During talks with the leaders of those countries, Bush is expected to address two major topics: regional security and rising oil prices.

The trip comes as diplomats work to help Israel and the Palestinians move toward a peace agreement. It also comes amid a new outbreak of violence in Lebanon, whose Western-backed government faces a renewed revolt from Hezbollah.

Meanwhile, Iraq remains mired in war and skyrocketing oil prices continue to raise concerns across the globe.

Bush will arrive in Israel on Wednesday, where he will meet with President Shimon Peres and Prime Minister Ehud Olmert and address Israel's parliament, the Knesset, according to the White House. Read more about leaders Bush will meet on trip »

"The president's visit to Israel will celebrate Israel's 60th anniversary and our close ties over the past six decades," the White House said.

He then will travel to oil-rich Saudi Arabia and meet with King Abdullah.

"His visit to Saudi Arabia will also commemorate the 75th anniversary of the formal establishment of U.S.-Saudi relations," the White House said.

In Egypt, Bush will meet with President Hosni Mubarak.

While there, he will also meet with Jordan's King Abdullah II and Palestinian Authority President Mahmoud Abbas. Bush is to deliver remarks at the World Economic Forum on the Middle East in the Egyptian resort city of Sharm el-Sheikh on Sunday, the final day of his trip.

Bush -- who visited the Middle East for the first time as U.S. president in January -- will be accompanied by his wife, Laura Bush, and Secretary of State Condoleezza Rice.

During his initial visit to the region four months ago, Bush was bullish about the prospects for a Mideast peace deal.

━━━━━━━━━━

■ BRIEF:
Write out the part of the article on Bush's Middle East trip that begins with "The trip comes" and ends with "revolt from Hezbollah.", substituting "Syria" for "Lebanon". These rows have no connection to the article.

Segmentation data
━━━━━━━━━━

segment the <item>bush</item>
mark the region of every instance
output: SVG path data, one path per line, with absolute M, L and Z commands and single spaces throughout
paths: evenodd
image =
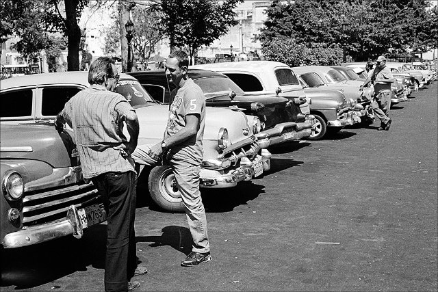
M 268 44 L 263 44 L 261 51 L 266 59 L 281 62 L 291 67 L 337 65 L 342 62 L 342 49 L 338 46 L 312 43 L 307 47 L 286 38 L 274 38 Z

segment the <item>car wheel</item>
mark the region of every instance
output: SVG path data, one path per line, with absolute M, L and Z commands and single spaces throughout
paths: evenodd
M 157 205 L 166 211 L 184 211 L 184 204 L 172 168 L 168 165 L 155 166 L 148 179 L 151 198 Z
M 311 132 L 310 137 L 307 139 L 310 140 L 319 140 L 326 134 L 326 132 L 327 131 L 327 124 L 326 124 L 326 121 L 320 116 L 315 114 L 311 114 L 315 116 L 315 124 L 313 124 L 315 127 L 315 131 Z

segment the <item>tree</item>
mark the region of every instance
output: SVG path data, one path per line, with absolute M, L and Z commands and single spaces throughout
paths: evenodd
M 237 24 L 233 10 L 242 0 L 162 0 L 154 8 L 163 13 L 162 23 L 169 38 L 170 51 L 186 47 L 190 64 L 194 52 L 203 45 L 227 34 Z
M 133 38 L 134 50 L 142 64 L 147 62 L 155 45 L 163 39 L 164 28 L 161 23 L 162 13 L 151 8 L 136 7 L 132 10 L 135 24 Z
M 279 37 L 307 48 L 345 46 L 356 60 L 368 60 L 433 43 L 429 5 L 427 0 L 274 0 L 258 38 L 263 47 Z M 345 31 L 342 23 L 348 25 Z

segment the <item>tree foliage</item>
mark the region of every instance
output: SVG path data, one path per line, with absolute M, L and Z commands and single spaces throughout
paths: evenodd
M 259 39 L 268 51 L 281 38 L 309 49 L 314 43 L 345 46 L 358 61 L 407 48 L 425 51 L 437 40 L 436 9 L 428 10 L 429 5 L 428 0 L 274 0 Z
M 162 24 L 176 46 L 188 48 L 190 59 L 203 45 L 209 46 L 237 25 L 233 10 L 242 0 L 162 0 L 155 8 L 163 13 Z
M 136 6 L 132 10 L 134 25 L 133 47 L 142 63 L 147 62 L 156 44 L 164 37 L 162 13 L 149 7 Z

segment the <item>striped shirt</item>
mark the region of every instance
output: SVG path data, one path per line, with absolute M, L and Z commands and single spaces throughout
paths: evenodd
M 123 95 L 101 85 L 78 92 L 66 103 L 60 114 L 73 129 L 84 178 L 134 171 L 131 156 L 123 158 L 113 148 L 127 142 L 123 122 L 130 111 L 134 109 Z

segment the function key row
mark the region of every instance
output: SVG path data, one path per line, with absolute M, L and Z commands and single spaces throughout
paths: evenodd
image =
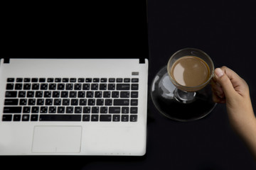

━━━━━━━━━━

■ REPLY TO THE TASK:
The trip comes as diplomats work to help Israel and the Palestinians move toward a peace agreement. It also comes amid a new outbreak of violence in Syria, whose Western-backed government faces a renewed revolt from Hezbollah.